BEGIN Provided entries

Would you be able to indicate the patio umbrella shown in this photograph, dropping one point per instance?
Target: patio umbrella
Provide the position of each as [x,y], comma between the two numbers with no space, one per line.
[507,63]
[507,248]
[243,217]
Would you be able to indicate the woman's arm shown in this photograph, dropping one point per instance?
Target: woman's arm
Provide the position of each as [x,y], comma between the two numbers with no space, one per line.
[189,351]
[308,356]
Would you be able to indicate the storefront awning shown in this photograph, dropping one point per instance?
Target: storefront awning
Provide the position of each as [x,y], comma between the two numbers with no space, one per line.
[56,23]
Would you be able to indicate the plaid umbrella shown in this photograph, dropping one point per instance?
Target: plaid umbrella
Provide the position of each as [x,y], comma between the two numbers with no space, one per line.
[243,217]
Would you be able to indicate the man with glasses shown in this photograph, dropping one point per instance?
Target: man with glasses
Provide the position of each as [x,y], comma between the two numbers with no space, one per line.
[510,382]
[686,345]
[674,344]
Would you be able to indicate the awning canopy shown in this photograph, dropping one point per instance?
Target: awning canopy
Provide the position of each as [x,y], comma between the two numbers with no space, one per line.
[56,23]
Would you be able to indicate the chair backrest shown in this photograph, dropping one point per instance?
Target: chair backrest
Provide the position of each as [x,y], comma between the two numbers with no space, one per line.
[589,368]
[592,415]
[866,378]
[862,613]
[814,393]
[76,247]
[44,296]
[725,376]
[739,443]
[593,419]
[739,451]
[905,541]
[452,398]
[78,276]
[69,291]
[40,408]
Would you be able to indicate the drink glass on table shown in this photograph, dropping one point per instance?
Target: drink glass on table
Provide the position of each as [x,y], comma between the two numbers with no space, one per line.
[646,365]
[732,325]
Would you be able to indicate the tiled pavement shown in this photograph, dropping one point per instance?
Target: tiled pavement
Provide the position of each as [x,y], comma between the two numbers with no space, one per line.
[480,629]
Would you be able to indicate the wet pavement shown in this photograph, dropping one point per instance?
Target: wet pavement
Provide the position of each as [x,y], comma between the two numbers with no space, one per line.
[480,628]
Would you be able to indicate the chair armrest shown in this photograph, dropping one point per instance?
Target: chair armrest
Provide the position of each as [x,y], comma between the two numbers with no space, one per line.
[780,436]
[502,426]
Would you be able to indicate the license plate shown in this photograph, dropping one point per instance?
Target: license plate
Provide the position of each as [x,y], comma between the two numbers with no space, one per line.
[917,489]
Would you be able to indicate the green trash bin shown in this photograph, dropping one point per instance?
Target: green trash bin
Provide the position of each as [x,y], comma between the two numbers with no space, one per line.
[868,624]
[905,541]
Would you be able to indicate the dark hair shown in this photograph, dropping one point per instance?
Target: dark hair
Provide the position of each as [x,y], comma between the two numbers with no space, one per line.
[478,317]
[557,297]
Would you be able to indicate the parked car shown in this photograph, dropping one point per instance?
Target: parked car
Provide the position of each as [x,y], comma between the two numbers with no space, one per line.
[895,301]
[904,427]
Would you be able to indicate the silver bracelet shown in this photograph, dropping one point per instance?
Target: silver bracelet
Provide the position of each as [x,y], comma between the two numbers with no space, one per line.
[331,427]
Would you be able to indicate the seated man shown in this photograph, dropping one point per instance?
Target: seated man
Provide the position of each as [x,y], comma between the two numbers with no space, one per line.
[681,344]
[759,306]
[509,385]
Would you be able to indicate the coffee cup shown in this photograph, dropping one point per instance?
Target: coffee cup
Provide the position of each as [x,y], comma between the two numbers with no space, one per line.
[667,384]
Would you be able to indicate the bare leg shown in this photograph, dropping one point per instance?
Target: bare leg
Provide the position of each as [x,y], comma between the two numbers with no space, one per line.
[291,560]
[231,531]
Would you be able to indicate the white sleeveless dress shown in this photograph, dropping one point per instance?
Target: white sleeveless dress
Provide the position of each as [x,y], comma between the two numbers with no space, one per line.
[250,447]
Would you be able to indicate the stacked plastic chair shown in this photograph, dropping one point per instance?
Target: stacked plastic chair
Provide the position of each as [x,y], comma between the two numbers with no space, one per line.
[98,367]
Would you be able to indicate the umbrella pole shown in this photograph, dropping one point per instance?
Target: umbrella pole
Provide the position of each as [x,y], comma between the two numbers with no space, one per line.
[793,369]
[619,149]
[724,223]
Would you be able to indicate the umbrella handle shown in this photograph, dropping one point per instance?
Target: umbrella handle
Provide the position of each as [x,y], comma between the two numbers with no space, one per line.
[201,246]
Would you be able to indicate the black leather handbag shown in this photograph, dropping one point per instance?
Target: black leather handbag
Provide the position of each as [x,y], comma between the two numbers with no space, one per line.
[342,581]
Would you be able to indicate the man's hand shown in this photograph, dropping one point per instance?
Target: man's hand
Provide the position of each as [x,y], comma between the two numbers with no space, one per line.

END Provided entries

#### Task to carry out
Begin with the first line of the listing and copy exactly through the line that contains "Target: tiled pavement", please, keeping both ends and leaving out everything after.

#### Result below
Would you be able to indicate the patio umbrella shown in this photograph, dropping one point per instance?
Target: patio umbrella
Provide the position of each as [x,y], comma between the two numbers with no space, one per line.
[507,63]
[507,248]
[243,217]
Would you be able to indicate the woman's arm shown in this photograph, dropping one point per instance?
Target: woman's arm
Provide the position of each as [x,y], comma between the two numbers with no space, one per line.
[189,351]
[308,356]
Would you be able to indicate the storefront awning shown in this photograph, dropping one point per instance?
Target: storefront awning
Provide the position of each as [x,y], comma between the two numbers with no space, one per line.
[56,23]
Would you be able to indicate the plaid umbrella shown in this photograph, dropping one point per instance?
Target: plaid umbrella
Provide the position of each as [x,y], comma between the two numbers with no space, one per line.
[243,217]
Would you be able to indicate the man with glasses shown in this photograph, dropping one point per instance?
Target: man with glasses
Provide the position of each as [x,y], comma between the two numbers with no space, one per line.
[510,382]
[686,345]
[674,344]
Would you be able to indicate the awning canopy shown in this photograph, dropping one point per instance?
Target: awning canopy
Provide the position of each as [x,y], comma between the two numbers with no space, one per line.
[56,23]
Would you be able to indicate the chair backrest shown in this photograph, dropping one point per instance?
Target: chair backrest
Provide the position of each as [x,y], comma between the two numbers with no space, one per line.
[589,368]
[592,415]
[866,378]
[862,613]
[814,393]
[76,247]
[44,296]
[725,376]
[739,443]
[593,419]
[739,451]
[905,541]
[452,398]
[78,276]
[69,291]
[40,408]
Would you be able to indicate the drink glass on table shown in this photograph, dropping one point per instance?
Target: drink glass on table
Provide the position of each as [x,y], comma between the two numbers with no space, one per line.
[646,365]
[732,325]
Would you be able to indicate the tiled pavement shown in this photograph, dropping one point per instance?
Target: tiled pavement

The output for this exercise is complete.